Now, I will try to derive Ohm's Law
in a very crude way, a poor man's version,
and not really one hundred percent kosher,
it requires quantum mechanics, which is beyond the course --
beyond this course -- but I will do a job that still gives us
some interesting insight into Ohm's Law.
If I start off with a conductor, for instance,
copper, at room temperature, three hundred degrees Kelvin,
the free electrons in copper have a speed,
an average speed of about a million meters per second.
So this is the average speed of those free electrons,
about a million meters per second.
This in all directions. It's a chaotic motion.
It's a thermal motion, it's due to the temperature.
The time between collisions -- time between the collisions --
and this is a collision of the free electron with the atoms --
is approximately -- I call it tau --
is about three times ten to the minus fourteen seconds.
No surprise, because the speed is enormously
high. And the number of free
electrons in copper per cubic meter, I call that number N,
is about ten to the twenty-nine.
There's about one free electron for every atom.
So we get twen- ten to the twenty-nine free electrons per
cubic meter. So now imagine that I apply a
potential difference piece of copper -- or any conductor,
for that matter -- then the electrons will experience a
force which is the charge of the electron, that's my little E
times the electric field that I'm creating,
because I apply a potential difference.
I realize that the force and the electric field are in
opposite directions for electrons, but that's a detail,
I'm interested in the magnitudes only.
And so now these electrons will experience an acceleration,
which is the force divided by the mass of the electron,
and so they will pick up, eh, speed, between these colli-
collisions, which we call the drift velocity,
which is A times tau, it's just eight oh one.

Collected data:

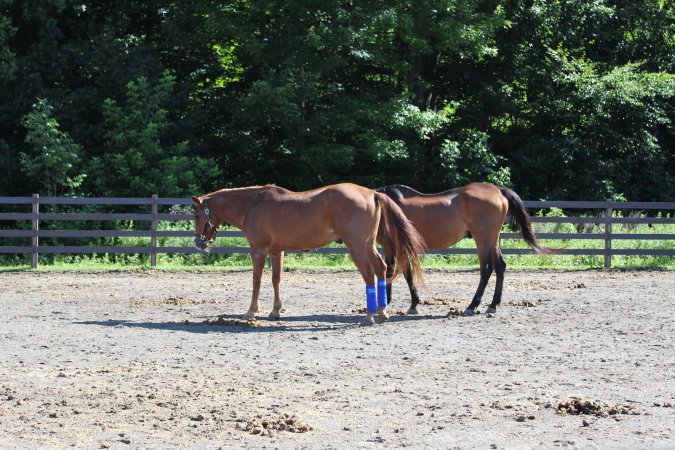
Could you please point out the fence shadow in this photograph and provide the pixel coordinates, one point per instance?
(312, 323)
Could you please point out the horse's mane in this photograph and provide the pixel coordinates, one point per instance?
(401, 190)
(239, 189)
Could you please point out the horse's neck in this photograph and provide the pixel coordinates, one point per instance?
(232, 204)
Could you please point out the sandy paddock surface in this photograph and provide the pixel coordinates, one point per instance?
(154, 359)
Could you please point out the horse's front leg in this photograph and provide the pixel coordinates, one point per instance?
(258, 257)
(277, 267)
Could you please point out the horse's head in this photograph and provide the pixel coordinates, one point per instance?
(205, 230)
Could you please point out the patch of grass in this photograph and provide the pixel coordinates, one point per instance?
(313, 260)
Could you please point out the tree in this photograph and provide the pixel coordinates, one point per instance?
(54, 160)
(140, 160)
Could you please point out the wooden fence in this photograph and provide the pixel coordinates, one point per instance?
(9, 228)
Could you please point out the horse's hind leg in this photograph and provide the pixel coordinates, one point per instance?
(390, 261)
(277, 266)
(500, 268)
(258, 259)
(486, 268)
(372, 269)
(379, 268)
(414, 296)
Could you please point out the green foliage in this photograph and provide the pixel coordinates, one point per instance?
(137, 161)
(559, 99)
(53, 161)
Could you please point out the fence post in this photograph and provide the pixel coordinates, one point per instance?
(153, 232)
(35, 226)
(608, 234)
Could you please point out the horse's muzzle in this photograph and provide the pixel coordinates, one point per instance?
(201, 243)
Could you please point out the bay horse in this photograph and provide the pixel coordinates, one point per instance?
(476, 210)
(275, 219)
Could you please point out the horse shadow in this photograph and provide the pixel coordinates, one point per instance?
(231, 323)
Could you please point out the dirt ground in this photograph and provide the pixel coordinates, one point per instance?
(154, 359)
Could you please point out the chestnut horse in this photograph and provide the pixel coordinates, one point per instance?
(477, 210)
(275, 219)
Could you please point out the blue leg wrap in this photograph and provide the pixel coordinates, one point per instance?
(382, 293)
(371, 299)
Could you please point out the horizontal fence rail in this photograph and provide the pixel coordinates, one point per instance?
(10, 229)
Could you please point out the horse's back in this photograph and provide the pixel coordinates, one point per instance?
(286, 220)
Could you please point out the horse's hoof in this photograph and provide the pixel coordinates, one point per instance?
(382, 313)
(368, 320)
(468, 312)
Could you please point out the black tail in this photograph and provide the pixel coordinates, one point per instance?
(520, 221)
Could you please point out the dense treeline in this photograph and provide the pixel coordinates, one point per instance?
(561, 99)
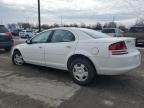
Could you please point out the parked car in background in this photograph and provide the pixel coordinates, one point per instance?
(83, 52)
(138, 33)
(26, 34)
(6, 41)
(16, 32)
(114, 32)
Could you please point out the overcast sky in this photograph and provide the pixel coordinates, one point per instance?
(72, 11)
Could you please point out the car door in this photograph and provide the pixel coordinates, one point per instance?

▶ [Exercise A]: Set down the Ohm's Law passage from "No surprise, because" up to and including "a potential difference.".
▶ [Exercise B]: According to the Ohm's Law passage, what is the average speed of the free electrons in copper at room temperature?
Rely on the Ohm's Law passage alone.

▶ [Correct answer A]:
No surprise, because the speed is enormously
high. And the number of free
electrons in copper per cubic meter, I call that number N,
is about ten to the twenty-nine.
There's about one free electron for every atom.
So we get twen- ten to the twenty-nine free electrons per
cubic meter. So now imagine that I apply a
potential difference piece of copper -- or any conductor,
for that matter -- then the electrons will experience a
force which is the charge of the electron, that's my little E
times the electric field that I'm creating,
because I apply a potential difference.

▶ [Correct answer B]: About a million meters per second.